ТЕКСТОВЫЙ БЛОК:
· · ·
Наше окно выходит в яму, вырытую в земле и забранную сверху решеткой. Само окно выложено из толстенных стеклянных плит. За ними — решетка, поверх решетки — глухой железный щит.

— Юлька! Возьми на прогулку кусок хлеба и покроши над нашим окном. Вот и у нас будут птицы!

Юлька обрадовалась и назавтра взяла не только хлеб, но и немного каши, завернутой в бумагу.

Теперь и за нашим окном целый день поют птицы. Однажды я слышала синичку.

Вечером в камеру втолкнули женщину лет пятидесяти, отчаянно отбивавшуюся от санитаров. Белая горячка. Ее привязали простынями к шконке, сделали несколько уколов, облили холодной водой — все бесполезно. Она продолжала бредить, разрывая крепчайшие путы, и металась по камере. Мой голос действовал на нее отрезвляюще, ко мне она подходить не решалась, но зато все время подбиралась к Юльке-маленькой. Я боялась за ту и за другую. Юлька дрожала и со страху забиралась под шконку. Двое суток я не спала ни секунды и следила за каждым движением больной. Ну и наслушалась же я всего за эти двое суток! Какой странный, какой убогий бред!
· · ·
СТРОКИ:

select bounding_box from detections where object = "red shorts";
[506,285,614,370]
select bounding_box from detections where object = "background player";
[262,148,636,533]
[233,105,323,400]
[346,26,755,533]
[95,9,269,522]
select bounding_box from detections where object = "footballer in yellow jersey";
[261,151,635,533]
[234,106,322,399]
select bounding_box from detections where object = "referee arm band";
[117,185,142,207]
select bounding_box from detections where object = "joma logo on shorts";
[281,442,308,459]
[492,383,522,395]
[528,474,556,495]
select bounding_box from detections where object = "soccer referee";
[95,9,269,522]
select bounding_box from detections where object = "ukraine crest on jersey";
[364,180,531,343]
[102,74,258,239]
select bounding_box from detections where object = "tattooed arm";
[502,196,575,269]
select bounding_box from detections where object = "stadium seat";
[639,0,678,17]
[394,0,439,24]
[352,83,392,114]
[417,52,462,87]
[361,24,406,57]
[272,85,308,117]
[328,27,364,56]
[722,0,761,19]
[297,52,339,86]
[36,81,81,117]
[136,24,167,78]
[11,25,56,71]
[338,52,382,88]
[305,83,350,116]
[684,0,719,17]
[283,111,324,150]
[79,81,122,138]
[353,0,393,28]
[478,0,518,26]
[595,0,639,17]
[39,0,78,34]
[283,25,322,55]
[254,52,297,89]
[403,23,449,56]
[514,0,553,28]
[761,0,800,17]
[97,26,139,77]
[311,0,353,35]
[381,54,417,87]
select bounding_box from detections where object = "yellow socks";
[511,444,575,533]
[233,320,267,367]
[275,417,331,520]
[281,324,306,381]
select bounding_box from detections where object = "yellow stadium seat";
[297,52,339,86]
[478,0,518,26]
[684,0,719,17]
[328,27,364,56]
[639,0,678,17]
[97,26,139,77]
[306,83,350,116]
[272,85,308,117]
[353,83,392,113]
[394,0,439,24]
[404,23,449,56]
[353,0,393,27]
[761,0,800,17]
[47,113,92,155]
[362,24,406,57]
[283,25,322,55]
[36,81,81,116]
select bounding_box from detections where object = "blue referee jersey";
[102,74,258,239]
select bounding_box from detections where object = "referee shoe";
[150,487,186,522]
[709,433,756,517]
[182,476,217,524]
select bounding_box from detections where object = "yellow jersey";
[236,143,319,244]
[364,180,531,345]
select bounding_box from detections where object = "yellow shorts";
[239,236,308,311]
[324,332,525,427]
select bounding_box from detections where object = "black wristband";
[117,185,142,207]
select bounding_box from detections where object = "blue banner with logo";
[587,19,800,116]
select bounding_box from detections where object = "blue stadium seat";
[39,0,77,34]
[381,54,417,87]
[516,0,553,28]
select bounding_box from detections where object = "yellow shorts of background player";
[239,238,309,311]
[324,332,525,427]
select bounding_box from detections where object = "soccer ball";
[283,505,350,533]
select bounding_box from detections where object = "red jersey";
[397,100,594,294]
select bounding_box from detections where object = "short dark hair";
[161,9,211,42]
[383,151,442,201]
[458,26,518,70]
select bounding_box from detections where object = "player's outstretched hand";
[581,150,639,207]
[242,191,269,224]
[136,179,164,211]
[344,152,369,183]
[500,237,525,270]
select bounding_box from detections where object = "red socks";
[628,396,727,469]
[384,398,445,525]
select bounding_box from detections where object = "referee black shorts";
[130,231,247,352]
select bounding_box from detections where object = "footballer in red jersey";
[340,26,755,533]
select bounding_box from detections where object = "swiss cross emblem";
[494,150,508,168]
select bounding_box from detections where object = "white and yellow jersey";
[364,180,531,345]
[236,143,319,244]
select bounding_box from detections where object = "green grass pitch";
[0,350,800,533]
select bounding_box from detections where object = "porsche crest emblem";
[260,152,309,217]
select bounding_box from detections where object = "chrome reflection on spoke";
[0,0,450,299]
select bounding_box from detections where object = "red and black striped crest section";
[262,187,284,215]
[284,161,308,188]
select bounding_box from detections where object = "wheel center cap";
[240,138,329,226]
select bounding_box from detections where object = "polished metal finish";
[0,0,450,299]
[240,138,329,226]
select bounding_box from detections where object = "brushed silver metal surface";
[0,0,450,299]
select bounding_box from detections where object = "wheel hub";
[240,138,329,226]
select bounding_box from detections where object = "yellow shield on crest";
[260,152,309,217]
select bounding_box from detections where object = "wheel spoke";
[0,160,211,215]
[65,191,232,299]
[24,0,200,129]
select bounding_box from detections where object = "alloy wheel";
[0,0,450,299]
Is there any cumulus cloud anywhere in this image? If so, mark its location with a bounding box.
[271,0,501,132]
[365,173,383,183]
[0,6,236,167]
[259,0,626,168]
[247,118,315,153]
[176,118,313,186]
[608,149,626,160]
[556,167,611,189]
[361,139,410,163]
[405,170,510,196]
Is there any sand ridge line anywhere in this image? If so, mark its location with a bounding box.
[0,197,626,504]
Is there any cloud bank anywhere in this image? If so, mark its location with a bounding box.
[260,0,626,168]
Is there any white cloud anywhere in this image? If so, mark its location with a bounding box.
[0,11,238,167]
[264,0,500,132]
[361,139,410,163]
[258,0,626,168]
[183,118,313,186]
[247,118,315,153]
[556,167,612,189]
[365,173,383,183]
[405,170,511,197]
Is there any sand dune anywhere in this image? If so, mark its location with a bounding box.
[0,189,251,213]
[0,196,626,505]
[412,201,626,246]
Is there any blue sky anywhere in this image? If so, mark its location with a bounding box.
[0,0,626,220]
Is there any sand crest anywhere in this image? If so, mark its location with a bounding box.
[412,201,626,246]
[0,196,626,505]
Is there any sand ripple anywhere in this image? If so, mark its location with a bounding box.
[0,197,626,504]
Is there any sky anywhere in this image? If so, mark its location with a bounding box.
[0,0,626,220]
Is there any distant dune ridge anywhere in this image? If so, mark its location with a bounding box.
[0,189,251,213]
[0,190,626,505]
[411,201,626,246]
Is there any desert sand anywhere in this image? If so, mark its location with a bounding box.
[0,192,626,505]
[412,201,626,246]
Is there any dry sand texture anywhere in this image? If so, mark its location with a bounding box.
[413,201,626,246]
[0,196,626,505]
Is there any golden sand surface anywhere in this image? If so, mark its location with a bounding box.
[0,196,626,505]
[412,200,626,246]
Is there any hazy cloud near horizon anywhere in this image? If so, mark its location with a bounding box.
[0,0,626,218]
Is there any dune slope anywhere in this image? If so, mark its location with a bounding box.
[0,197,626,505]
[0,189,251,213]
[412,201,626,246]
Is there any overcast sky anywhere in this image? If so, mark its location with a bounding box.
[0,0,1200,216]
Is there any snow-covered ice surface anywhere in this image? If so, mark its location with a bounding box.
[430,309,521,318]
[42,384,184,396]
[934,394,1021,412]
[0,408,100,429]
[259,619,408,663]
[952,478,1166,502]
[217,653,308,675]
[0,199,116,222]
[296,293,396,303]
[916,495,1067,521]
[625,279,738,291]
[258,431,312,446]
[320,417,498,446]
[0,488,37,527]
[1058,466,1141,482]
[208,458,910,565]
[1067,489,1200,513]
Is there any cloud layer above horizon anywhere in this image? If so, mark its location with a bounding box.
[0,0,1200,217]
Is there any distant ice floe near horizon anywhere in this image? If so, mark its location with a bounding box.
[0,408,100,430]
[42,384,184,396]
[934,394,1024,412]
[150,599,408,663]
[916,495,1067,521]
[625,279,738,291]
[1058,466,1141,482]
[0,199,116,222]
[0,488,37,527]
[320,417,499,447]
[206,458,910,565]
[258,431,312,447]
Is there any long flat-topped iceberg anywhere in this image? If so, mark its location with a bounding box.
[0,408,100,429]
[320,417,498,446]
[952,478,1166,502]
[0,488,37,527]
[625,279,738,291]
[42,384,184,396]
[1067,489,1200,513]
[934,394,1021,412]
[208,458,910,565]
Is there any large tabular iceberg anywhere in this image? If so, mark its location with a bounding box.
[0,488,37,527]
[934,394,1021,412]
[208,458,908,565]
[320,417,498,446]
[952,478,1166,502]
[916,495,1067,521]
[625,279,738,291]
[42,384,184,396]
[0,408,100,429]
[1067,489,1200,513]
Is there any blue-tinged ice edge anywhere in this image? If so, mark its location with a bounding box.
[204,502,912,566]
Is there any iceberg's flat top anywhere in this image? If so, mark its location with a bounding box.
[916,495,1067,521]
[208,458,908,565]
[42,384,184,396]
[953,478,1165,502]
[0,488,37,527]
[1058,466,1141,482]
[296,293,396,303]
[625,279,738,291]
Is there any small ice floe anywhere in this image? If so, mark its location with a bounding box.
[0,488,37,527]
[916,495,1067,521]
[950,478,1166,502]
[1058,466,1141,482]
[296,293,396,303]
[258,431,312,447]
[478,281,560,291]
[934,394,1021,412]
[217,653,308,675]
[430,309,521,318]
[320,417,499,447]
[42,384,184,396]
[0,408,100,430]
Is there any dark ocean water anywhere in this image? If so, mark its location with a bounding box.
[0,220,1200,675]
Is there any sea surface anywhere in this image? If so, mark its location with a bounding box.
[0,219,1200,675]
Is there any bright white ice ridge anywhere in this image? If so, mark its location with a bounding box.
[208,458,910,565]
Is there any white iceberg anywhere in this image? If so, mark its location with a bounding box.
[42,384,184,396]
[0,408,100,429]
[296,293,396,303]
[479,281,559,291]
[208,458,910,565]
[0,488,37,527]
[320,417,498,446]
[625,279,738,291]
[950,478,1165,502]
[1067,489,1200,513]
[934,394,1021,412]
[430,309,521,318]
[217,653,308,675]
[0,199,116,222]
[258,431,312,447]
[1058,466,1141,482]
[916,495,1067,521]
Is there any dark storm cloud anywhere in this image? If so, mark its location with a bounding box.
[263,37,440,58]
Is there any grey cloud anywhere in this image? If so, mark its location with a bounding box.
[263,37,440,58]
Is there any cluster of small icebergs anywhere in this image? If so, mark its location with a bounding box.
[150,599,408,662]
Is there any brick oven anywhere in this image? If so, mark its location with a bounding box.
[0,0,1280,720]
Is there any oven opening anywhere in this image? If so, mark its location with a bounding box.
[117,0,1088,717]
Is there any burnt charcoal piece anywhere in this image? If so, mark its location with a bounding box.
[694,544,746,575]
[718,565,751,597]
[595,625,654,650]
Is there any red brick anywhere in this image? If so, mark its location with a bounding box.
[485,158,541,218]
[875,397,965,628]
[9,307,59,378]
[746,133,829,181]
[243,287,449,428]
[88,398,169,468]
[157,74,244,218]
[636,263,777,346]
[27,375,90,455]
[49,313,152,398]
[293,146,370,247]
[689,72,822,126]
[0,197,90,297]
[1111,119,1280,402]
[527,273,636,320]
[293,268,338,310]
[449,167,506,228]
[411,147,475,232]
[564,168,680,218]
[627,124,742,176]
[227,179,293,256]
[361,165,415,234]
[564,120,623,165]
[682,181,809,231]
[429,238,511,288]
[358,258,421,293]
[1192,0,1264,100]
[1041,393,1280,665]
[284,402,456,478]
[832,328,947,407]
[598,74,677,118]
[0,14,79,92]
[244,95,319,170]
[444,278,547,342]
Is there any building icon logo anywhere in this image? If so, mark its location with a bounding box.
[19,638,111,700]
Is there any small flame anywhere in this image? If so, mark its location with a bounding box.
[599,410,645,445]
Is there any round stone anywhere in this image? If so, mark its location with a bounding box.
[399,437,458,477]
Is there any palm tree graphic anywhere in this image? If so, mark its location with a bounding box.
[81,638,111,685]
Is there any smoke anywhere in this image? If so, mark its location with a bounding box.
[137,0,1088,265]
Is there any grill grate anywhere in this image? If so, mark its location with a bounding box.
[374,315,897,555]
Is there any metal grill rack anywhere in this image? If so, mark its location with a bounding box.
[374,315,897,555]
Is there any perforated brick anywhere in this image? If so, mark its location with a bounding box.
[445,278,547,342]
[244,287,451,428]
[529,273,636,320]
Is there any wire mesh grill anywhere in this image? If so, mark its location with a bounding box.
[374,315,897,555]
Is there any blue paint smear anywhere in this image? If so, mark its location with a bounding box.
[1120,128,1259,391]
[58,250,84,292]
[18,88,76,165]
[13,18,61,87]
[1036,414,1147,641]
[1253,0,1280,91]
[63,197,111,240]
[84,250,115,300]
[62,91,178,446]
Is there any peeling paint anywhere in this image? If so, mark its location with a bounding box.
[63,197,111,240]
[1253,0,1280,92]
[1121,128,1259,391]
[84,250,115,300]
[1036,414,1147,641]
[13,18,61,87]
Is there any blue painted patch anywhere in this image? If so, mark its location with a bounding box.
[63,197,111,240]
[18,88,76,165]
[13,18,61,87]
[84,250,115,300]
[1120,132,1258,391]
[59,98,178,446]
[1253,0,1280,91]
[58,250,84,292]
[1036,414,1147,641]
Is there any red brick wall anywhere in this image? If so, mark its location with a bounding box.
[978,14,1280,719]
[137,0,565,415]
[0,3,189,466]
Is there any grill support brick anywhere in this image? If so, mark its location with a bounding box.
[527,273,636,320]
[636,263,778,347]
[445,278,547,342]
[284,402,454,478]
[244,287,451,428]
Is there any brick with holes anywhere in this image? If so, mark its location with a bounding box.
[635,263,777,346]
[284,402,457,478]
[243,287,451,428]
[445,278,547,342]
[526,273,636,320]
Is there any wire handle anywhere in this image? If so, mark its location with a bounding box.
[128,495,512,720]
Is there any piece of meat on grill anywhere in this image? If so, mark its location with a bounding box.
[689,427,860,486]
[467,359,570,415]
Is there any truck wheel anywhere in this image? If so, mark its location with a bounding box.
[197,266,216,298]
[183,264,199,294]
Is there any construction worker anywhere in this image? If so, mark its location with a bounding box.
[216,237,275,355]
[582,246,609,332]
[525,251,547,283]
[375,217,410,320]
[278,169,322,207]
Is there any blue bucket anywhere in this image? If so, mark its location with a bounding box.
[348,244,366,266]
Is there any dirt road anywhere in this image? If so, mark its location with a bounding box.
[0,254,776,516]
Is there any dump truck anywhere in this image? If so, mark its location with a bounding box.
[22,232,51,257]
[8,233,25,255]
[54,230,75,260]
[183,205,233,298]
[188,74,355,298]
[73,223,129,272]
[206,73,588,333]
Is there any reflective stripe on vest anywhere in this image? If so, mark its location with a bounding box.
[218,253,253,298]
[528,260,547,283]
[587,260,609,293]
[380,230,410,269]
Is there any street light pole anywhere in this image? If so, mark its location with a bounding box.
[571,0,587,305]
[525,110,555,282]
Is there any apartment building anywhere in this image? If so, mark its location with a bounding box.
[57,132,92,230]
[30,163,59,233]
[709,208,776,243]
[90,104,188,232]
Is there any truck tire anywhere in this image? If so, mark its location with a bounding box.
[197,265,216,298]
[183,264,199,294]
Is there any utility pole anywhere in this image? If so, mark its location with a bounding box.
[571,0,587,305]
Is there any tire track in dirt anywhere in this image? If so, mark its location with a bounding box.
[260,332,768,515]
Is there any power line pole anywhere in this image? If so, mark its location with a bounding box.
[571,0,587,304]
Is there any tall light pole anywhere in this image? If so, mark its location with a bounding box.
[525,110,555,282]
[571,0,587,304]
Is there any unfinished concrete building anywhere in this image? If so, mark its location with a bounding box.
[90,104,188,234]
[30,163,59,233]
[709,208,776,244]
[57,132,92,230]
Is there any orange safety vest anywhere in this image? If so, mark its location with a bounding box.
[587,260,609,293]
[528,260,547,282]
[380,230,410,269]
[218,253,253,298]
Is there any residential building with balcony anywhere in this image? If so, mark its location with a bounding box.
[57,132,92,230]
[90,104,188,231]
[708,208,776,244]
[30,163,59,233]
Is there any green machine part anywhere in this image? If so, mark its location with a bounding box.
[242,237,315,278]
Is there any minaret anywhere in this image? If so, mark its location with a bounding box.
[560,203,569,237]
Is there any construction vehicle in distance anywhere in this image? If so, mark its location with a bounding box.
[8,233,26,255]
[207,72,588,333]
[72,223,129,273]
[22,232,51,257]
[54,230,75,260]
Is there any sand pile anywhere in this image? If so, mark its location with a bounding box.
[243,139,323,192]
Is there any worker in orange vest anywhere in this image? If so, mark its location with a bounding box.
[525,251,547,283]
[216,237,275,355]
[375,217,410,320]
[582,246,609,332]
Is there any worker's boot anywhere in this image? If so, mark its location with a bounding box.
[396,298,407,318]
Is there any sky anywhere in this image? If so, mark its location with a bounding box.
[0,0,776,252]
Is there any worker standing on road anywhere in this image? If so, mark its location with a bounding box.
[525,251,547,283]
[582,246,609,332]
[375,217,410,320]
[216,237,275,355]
· · ·
ВЫПОЛНИТЕ ЗАДАНИЯ:
[a] Перепечатайте из текстового блока фрагмент, начиная со слов «Вечером в камеру» и до слов «какой убогий бред!» включительно.
[b] Перечислите по текстовому блоку все действия, которые проделали с привезенной вечером женщиной, прежде чем сказано «все бесполезно».

ОТВЕТЫ НА ЗАДАНИЯ:
[a]
Вечером в камеру втолкнули женщину лет пятидесяти, отчаянно отбивавшуюся от санитаров. Белая горячка. Ее привязали простынями к шконке, сделали несколько уколов, облили холодной водой — все бесполезно. Она продолжала бредить, разрывая крепчайшие путы, и металась по камере. Мой голос действовал на нее отрезвляюще, ко мне она подходить не решалась, но зато все время подбиралась к Юльке-маленькой. Я боялась за ту и за другую. Юлька дрожала и со страху забиралась под шконку. Двое суток я не спала ни секунды и следила за каждым движением больной. Ну и наслушалась же я всего за эти двое суток! Какой странный, какой убогий бред!

[b]
- Привязали простынями к шконке
- Сделали несколько уколов
- Облили холодной водой